» **Problem to solve**: Please filter the listing below and copy every line that contains the word "white". Case counts, so only lines with that same capitalization qualify.
============
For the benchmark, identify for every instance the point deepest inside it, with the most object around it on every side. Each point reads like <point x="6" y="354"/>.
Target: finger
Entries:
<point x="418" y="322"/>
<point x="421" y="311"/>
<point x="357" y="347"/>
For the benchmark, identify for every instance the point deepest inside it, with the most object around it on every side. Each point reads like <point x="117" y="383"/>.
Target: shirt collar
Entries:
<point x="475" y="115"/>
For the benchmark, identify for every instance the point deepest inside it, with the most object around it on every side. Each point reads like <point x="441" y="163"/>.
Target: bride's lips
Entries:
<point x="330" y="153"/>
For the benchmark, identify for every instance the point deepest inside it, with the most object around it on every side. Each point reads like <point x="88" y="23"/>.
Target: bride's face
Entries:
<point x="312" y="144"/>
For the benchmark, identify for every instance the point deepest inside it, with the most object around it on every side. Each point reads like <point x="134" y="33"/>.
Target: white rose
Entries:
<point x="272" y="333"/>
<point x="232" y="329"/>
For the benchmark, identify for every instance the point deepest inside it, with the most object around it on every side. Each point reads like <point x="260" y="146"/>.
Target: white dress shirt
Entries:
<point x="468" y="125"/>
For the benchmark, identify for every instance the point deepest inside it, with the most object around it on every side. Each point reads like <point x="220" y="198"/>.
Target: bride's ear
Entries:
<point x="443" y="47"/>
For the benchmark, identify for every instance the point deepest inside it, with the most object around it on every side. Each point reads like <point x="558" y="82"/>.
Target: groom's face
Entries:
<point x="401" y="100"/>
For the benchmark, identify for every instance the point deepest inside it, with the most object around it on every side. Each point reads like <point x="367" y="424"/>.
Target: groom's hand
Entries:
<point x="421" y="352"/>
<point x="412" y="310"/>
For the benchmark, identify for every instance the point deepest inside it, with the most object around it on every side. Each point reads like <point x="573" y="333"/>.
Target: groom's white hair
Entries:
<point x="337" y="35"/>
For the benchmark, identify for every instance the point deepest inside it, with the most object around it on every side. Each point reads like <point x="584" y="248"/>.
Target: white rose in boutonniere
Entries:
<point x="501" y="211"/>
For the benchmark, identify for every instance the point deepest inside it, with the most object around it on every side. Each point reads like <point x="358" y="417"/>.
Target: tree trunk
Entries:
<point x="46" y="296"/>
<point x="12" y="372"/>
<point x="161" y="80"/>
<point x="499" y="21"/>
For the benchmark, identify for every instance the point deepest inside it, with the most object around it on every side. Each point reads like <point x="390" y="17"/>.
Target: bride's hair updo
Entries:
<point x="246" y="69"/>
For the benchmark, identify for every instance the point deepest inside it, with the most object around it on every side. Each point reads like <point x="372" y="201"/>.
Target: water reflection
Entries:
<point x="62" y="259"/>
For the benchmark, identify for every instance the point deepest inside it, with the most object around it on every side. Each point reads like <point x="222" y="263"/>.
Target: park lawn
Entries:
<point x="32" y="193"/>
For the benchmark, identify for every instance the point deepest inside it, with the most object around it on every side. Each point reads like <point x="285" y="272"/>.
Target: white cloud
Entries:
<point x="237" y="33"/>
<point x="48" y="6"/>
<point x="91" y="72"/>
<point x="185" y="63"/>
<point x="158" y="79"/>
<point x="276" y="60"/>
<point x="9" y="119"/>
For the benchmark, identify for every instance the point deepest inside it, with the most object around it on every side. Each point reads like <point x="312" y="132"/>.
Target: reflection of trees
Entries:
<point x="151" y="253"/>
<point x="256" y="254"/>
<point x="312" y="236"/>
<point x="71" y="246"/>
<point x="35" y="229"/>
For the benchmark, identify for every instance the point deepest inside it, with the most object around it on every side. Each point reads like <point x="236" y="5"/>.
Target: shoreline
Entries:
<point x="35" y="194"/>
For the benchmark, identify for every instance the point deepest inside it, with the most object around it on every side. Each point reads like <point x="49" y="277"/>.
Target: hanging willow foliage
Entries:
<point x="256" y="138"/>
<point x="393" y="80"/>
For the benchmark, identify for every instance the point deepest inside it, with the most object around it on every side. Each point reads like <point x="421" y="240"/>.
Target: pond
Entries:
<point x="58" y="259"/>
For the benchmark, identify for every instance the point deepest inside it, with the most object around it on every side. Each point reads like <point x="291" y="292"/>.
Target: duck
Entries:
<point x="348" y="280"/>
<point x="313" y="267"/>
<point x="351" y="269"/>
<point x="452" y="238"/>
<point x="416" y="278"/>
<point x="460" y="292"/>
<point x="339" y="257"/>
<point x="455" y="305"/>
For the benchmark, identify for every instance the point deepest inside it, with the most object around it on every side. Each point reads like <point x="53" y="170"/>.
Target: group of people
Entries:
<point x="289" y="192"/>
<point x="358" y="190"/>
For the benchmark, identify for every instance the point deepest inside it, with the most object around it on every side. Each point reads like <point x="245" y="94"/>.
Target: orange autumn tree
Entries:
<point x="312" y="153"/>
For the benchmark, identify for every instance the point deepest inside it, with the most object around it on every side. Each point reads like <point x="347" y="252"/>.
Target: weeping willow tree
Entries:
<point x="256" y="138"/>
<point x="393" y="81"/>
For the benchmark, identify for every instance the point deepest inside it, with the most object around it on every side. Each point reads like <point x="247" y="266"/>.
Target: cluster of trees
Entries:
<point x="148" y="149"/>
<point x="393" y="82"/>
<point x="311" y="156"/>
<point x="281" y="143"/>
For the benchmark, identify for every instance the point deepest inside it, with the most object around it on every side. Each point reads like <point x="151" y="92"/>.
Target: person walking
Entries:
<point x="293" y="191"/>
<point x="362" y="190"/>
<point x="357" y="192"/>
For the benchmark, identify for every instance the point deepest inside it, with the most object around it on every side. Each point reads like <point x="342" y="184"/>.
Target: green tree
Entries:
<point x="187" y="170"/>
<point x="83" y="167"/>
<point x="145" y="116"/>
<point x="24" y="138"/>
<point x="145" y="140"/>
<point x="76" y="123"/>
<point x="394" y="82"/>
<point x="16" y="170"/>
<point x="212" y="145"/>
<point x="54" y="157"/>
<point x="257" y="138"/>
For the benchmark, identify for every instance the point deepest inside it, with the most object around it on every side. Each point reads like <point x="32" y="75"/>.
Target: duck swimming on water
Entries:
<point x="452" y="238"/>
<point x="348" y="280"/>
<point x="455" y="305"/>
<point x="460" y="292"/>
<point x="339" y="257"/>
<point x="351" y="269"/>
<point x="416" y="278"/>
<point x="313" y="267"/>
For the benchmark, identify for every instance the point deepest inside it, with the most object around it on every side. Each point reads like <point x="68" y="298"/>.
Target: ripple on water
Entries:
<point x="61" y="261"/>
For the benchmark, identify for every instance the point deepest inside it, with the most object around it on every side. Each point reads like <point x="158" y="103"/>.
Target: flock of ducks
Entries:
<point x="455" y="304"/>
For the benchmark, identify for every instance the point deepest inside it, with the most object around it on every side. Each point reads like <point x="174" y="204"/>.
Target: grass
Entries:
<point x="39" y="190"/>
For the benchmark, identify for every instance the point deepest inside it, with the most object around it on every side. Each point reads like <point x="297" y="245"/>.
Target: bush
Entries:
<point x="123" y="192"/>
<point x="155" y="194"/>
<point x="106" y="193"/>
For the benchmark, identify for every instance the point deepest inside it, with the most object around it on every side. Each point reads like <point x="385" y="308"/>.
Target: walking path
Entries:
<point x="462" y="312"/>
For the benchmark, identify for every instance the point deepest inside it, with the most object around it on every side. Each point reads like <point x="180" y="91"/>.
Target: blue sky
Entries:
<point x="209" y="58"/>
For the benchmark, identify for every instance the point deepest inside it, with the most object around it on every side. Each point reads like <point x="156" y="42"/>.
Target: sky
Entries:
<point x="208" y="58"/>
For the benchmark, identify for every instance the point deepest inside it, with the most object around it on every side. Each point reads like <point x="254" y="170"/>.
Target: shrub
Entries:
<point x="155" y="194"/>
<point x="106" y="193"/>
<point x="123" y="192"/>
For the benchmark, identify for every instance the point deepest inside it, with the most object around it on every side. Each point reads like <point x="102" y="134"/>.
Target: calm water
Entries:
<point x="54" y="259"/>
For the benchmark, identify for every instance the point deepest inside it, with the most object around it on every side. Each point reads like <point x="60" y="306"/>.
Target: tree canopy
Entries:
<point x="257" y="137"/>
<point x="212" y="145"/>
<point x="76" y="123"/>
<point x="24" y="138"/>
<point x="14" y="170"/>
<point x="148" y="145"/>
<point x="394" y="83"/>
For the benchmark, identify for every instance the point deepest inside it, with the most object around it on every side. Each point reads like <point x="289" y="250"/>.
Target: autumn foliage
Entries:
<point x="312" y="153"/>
============
» **Right answer**:
Target: white rose
Target: white dress shirt
Target: groom's white hair
Target: white rose in boutonniere
Target: white cloud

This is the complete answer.